#### [SHORT PROBLEM]
Locate every line in the rows below that contains the string "side" and copy each of those lines.

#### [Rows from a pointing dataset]
────────────────────────────────────────

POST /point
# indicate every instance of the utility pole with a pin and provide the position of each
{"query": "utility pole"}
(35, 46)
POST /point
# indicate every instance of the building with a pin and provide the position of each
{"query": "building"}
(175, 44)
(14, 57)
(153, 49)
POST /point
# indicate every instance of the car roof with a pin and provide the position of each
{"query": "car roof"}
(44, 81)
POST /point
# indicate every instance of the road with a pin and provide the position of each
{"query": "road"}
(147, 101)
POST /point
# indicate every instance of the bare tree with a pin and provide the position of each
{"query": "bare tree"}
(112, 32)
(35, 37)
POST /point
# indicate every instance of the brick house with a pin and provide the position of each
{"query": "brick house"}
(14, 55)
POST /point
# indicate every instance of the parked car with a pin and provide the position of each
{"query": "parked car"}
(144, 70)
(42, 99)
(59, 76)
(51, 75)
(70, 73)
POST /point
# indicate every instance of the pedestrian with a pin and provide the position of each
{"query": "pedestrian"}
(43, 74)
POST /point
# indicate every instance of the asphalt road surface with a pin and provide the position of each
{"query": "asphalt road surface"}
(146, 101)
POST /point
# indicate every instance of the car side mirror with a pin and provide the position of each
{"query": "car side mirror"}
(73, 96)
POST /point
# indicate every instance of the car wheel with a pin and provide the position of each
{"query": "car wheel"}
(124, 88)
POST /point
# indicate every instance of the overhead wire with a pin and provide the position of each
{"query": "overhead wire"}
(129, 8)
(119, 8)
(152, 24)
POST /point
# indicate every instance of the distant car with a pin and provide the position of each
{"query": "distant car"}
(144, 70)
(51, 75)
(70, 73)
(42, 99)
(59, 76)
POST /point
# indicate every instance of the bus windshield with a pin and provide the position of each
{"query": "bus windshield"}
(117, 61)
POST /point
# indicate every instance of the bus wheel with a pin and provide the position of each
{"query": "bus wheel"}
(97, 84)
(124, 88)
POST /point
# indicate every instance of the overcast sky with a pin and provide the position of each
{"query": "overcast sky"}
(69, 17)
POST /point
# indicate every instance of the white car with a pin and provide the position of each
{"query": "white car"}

────────────────────────────────────────

#### [EXERCISE OUTPUT]
# indicate every instance of the car side mirror with a pin and provide the position of each
{"query": "car side mirror"}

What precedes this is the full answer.